(Bounding box annotation entries)
— START —

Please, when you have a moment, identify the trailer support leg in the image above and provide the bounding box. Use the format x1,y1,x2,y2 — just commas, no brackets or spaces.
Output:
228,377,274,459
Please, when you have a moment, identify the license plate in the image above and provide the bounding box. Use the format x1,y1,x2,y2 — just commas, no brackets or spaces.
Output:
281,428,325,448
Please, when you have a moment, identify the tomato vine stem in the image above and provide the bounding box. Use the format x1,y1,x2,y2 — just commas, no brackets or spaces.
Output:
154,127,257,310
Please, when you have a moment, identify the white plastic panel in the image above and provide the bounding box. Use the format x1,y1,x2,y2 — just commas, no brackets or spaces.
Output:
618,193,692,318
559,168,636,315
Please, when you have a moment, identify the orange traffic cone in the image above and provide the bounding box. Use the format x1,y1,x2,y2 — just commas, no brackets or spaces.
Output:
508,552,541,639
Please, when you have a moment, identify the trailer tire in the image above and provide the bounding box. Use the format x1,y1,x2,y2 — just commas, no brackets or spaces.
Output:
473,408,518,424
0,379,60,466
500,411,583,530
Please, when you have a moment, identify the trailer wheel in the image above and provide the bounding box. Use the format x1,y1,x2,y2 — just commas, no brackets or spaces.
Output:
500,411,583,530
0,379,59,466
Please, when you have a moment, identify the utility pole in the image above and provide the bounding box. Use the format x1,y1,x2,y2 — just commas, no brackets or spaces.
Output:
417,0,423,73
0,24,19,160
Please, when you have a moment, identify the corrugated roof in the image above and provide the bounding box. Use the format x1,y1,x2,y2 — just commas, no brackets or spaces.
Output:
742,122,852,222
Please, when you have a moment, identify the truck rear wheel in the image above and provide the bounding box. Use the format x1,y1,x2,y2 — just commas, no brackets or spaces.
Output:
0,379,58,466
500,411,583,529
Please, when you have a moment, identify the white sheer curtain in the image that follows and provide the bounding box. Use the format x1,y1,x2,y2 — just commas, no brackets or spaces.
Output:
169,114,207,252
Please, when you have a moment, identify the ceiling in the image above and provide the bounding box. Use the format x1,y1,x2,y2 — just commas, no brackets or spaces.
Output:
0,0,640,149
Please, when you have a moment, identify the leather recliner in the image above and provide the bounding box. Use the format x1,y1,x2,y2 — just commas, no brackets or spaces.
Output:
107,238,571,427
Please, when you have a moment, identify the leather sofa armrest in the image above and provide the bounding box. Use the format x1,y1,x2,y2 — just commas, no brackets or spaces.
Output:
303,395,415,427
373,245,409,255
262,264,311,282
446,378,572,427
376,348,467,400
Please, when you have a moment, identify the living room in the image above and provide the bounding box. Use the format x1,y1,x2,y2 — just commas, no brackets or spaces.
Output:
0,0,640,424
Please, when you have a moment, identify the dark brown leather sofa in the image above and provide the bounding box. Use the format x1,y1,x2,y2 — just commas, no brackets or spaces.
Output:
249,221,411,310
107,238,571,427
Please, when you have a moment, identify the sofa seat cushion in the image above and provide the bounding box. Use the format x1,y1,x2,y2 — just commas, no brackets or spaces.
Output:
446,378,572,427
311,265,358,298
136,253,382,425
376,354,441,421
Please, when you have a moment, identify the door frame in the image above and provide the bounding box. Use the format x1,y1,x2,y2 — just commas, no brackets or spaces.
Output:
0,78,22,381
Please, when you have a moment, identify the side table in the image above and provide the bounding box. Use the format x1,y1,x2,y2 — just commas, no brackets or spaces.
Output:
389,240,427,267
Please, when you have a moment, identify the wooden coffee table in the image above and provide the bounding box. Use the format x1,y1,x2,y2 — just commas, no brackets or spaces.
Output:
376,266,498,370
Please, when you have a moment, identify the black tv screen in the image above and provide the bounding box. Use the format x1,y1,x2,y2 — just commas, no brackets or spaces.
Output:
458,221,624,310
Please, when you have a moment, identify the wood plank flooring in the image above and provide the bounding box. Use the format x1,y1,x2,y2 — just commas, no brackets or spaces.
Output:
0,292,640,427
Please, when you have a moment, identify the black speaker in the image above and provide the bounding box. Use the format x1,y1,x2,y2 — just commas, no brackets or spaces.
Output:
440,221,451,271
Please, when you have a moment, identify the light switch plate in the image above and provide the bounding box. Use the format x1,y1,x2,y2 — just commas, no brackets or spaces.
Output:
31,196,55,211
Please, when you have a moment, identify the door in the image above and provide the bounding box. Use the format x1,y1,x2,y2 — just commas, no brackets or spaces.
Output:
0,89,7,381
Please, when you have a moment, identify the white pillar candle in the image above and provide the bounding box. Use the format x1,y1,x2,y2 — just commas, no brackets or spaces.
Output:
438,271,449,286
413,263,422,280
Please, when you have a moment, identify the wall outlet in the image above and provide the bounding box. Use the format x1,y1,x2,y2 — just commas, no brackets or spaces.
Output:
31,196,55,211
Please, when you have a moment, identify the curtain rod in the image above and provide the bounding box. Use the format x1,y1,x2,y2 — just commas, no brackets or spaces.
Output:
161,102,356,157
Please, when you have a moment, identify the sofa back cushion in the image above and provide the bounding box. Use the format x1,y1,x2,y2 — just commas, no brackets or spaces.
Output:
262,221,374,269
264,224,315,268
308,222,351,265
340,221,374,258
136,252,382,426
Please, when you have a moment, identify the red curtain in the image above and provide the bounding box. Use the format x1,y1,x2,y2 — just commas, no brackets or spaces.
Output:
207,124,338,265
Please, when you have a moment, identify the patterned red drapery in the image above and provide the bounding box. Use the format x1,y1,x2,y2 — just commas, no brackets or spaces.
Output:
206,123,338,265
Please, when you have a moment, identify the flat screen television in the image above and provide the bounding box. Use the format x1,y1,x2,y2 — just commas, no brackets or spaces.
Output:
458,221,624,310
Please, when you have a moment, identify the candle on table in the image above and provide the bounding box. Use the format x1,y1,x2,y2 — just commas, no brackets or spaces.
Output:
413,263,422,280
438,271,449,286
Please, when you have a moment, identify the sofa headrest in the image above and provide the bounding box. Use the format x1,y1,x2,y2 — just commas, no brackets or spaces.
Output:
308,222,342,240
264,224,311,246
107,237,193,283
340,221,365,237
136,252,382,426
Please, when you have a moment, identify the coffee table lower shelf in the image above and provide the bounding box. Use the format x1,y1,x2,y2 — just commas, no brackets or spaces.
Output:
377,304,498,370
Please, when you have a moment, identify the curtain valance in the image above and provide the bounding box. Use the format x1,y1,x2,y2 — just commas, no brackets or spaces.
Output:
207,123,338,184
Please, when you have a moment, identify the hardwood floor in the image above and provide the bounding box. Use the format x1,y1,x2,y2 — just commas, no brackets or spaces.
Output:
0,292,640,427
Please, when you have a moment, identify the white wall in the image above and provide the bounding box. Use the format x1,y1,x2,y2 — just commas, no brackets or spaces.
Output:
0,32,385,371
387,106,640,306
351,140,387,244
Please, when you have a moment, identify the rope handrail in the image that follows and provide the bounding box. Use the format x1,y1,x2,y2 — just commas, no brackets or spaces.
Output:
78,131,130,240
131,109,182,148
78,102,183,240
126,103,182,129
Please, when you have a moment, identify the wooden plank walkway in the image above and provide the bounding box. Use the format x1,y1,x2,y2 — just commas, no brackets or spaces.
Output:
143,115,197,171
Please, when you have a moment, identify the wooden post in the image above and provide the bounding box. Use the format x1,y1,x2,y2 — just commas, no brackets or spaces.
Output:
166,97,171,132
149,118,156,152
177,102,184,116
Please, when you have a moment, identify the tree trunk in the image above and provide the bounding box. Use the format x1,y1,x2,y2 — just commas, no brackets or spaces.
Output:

— END —

• Goal:
Render every line of the material above as a numbered list, skipping any blank lines.

• Expected answer:
1. Please, when you have a moment, identify the trailer support leg in the image above and provide the bounding box. Use the format x1,y1,x2,y2 — just commas, no brackets or spaces.
2. Output:
3. 228,377,274,459
4. Please, when you have a moment, identify the license plate in the image above and provide the bounding box. Use the format x1,y1,x2,y2 — just commas, no brackets or spaces.
5. Output:
6. 281,428,325,448
7. Please, when you have a moment, identify the tomato vine stem in the image above and provide the bounding box. Use the format x1,y1,x2,y2 — just commas, no brackets or spaces.
8. Output:
9. 154,127,257,310
10. Please, when you have a moment, identify the white plastic panel in the image above and provide the bounding box. Use the format x1,y1,x2,y2 — just commas, no brackets or spaces.
11. Output:
12. 618,193,692,318
13. 559,168,636,315
14. Please, when you have a moment, identify the orange traffic cone in the image above and provide the bounding box. Use the format x1,y1,x2,y2 — just commas, no brackets or spaces.
15. Output:
16. 508,552,541,639
17. Please, when you have a moment, identify the trailer tire in the image above and provide the bounding box. Use the format x1,y1,x2,y2 — just commas, no brackets or spaces.
18. Output:
19. 473,408,518,424
20. 0,379,60,466
21. 500,411,583,530
22. Please, when you have a moment, identify the trailer wheel in the image above and provide the bounding box. Use the format x1,y1,x2,y2 — just commas, no brackets or spaces.
23. Output:
24. 500,411,583,530
25. 0,379,59,466
26. Please, when you have a moment, identify the utility pole in the image above and provide the bounding box. Use the format x1,y1,x2,y2 — just commas, no brackets or spaces.
27. Output:
28. 417,0,423,73
29. 0,24,19,160
30. Please, when you have a moment, identify the corrugated roof in the image above and provide the bounding box. Use the format x1,y1,x2,y2 — just commas, no brackets or spaces.
31. Output:
32. 742,122,852,222
33. Please, when you have a moment, identify the truck rear wheel in the image above and provide the bounding box. Use the format x1,y1,x2,y2 — just commas, no brackets or spaces.
34. Output:
35. 0,379,58,466
36. 500,411,583,529
37. Please, when you have a moment, identify the white sheer curtain in the image that follows and provide the bounding box. Use the format x1,y1,x2,y2 — just commas, no brackets or spaces.
38. Output:
39. 169,114,207,252
40. Please, when you have a moment, identify the ceiling in the image above and provide the bounding box. Use the format x1,y1,x2,y2 — just commas, no brackets or spaces.
41. Output:
42. 0,0,640,149
43. Please, when you have a moment, identify the leather recliner in the image above and provide the bounding box. Use the format x1,y1,x2,y2 — just commas, no brackets or spaces.
44. Output:
45. 107,238,571,427
46. Please, when you have a moment, identify the leather sofa armrest in the image above and provide the bounding box. Use the format x1,y1,x2,y2 — just commas, no brackets or spaces.
47. Output:
48. 303,395,415,427
49. 373,245,409,255
50. 262,264,311,282
51. 446,378,572,427
52. 376,348,467,400
53. Please, when you have a moment, identify the living room in the image above and provide the bounding box. Use the format x1,y1,x2,y2 — just commas, no brackets or spaces.
54. Output:
55. 0,0,640,424
56. Please, when you have a moment, identify the dark brown leather sofa in the image above and provide the bounding box. Use the format x1,y1,x2,y2 — just commas, no brackets or spaces.
57. Output:
58. 249,221,411,310
59. 107,238,571,427
60. Please, when you have a moment, identify the sofa seat cushion in the image above and provide the bounding box. Use the format x1,y1,x2,y2 — just commas, no brackets or spaces.
61. Output:
62. 446,378,572,427
63. 311,265,358,298
64. 136,253,382,425
65. 376,354,441,421
66. Please, when you have a moment, identify the door frame in the image above and provide the bounding box. Use the format x1,y1,x2,y2 — just commas, no brackets or spaces.
67. Output:
68. 0,78,22,381
69. Please, when you have a moment, identify the side table in the image above and provide the bounding box. Use the format x1,y1,x2,y2 — just commas, no brackets or spaces.
70. Output:
71. 389,240,427,267
72. Please, when you have a moment, identify the wooden coffee table in the image above and provide the bounding box. Use the format x1,y1,x2,y2 — just commas, no brackets or spaces.
73. Output:
74. 376,266,498,370
75. Please, when you have a moment, identify the black tv screen in the image above and provide the bounding box. Use the format x1,y1,x2,y2 — just commas, no brackets or spaces.
76. Output:
77. 458,221,624,310
78. Please, when you have a moment, identify the wood plank flooring in the image above and provide the bounding box. Use the format x1,y1,x2,y2 — just commas, no brackets or spaces.
79. Output:
80. 0,292,640,427
81. Please, when you have a moment, identify the black speaker in the image above and provide the bounding box. Use the format x1,y1,x2,y2 — just commas, no brackets or spaces.
82. Output:
83. 440,221,451,271
84. Please, when you have a moment, identify the light switch plate in the image above and provide the bounding box. Use the format x1,y1,x2,y2 — just commas, no brackets or spaces.
85. Output:
86. 31,196,55,211
87. Please, when you have a moment, identify the door in the image above and provide the bounding box. Use the format x1,y1,x2,y2 — just commas, no brackets or spaces.
88. Output:
89. 0,89,7,381
90. Please, when you have a moment, identify the white pillar candle in the image above and provide the bounding box. Use the format x1,y1,x2,y2 — just commas, no brackets or spaces.
91. Output:
92. 438,271,449,286
93. 413,263,422,280
94. Please, when you have a moment, identify the wall outlet in the image above and provide the bounding box. Use the format x1,y1,x2,y2 — just commas, no brackets or spaces.
95. Output:
96. 31,196,55,211
97. Please, when you have a moment, identify the curtain rod in the image above and provide the bounding box. Use the format x1,y1,x2,y2 — just commas, no brackets or spaces.
98. Output:
99. 161,102,356,157
100. Please, when you have a moment, identify the sofa back cushion in the image above and provide the bounding box. Use the format x1,y1,x2,y2 — just commas, no brackets or spaces.
101. Output:
102. 262,221,374,269
103. 264,224,315,268
104. 308,222,351,265
105. 340,221,374,258
106. 136,252,382,426
107. Please, when you have a moment, identify the red curtain in the image above and provide the bounding box. Use the format x1,y1,x2,y2 — just commas, no brackets or spaces.
108. Output:
109. 207,124,338,265
110. Please, when you have a moment, identify the patterned red drapery in the image above and provide the bounding box. Use the format x1,y1,x2,y2 — just commas, no brackets or spaces.
111. Output:
112. 206,123,338,265
113. Please, when you have a moment, identify the flat screen television in the image above and provide the bounding box. Use the format x1,y1,x2,y2 — just commas, no brackets or spaces.
114. Output:
115. 458,221,624,310
116. Please, when you have a moment, identify the candle on table in the image above and provide the bounding box. Use the format x1,y1,x2,y2 — just commas, no brackets or spaces.
117. Output:
118. 413,263,422,280
119. 438,271,449,286
120. Please, when you have a moment, identify the sofa headrest in the image above and provide the bounding box. Use the format x1,y1,x2,y2 — just commas, no brackets or spaces.
121. Output:
122. 308,222,342,240
123. 264,224,311,246
124. 107,237,193,283
125. 340,221,365,237
126. 136,252,382,426
127. Please, when you have a moment, identify the coffee table lower shelf in the image above and provide the bounding box. Use the format x1,y1,x2,y2 — just commas, no brackets or spaces.
128. Output:
129. 377,304,498,370
130. Please, when you have a moment, identify the curtain valance in the image above and provide the bounding box. Use the format x1,y1,x2,y2 — just commas, no brackets or spaces.
131. Output:
132. 207,123,338,184
133. Please, when you have a moment, identify the hardwood floor in the image above and provide the bounding box. Use the format x1,y1,x2,y2 — just commas, no brackets or spaces.
134. Output:
135. 0,292,640,427
136. Please, when you have a moment, identify the white wall in the image above and provide the bounding box. Use the format x1,y1,x2,y2 — just commas, no brackets or spaces.
137. Output:
138. 0,32,385,371
139. 387,106,640,306
140. 351,140,387,244
141. Please, when you have a moment, identify the rope handrail in the image that follows and provide the bounding box. Use the format x1,y1,x2,y2 — just commas, no brackets or spaces.
142. Output:
143. 78,131,130,240
144. 131,109,182,148
145. 78,102,183,240
146. 126,103,182,129
147. Please, when you have a moment, identify the wooden plank walkway in the image above and provide the bounding box. Use the format x1,y1,x2,y2 — just commas, no brackets or spaces.
148. Output:
149. 143,115,197,171
150. Please, when you have a moment, identify the wooden post in the image above and provide the bounding box. Use the format x1,y1,x2,y2 — just commas, no brackets or spaces.
151. Output:
152. 166,97,171,132
153. 149,118,156,152
154. 177,102,184,116
155. Please, when you have a moment, identify the tree trunk in the image above and provide the bounding box. Use the format x1,y1,x2,y2 — just commas, no brackets or spaces.
156. Output:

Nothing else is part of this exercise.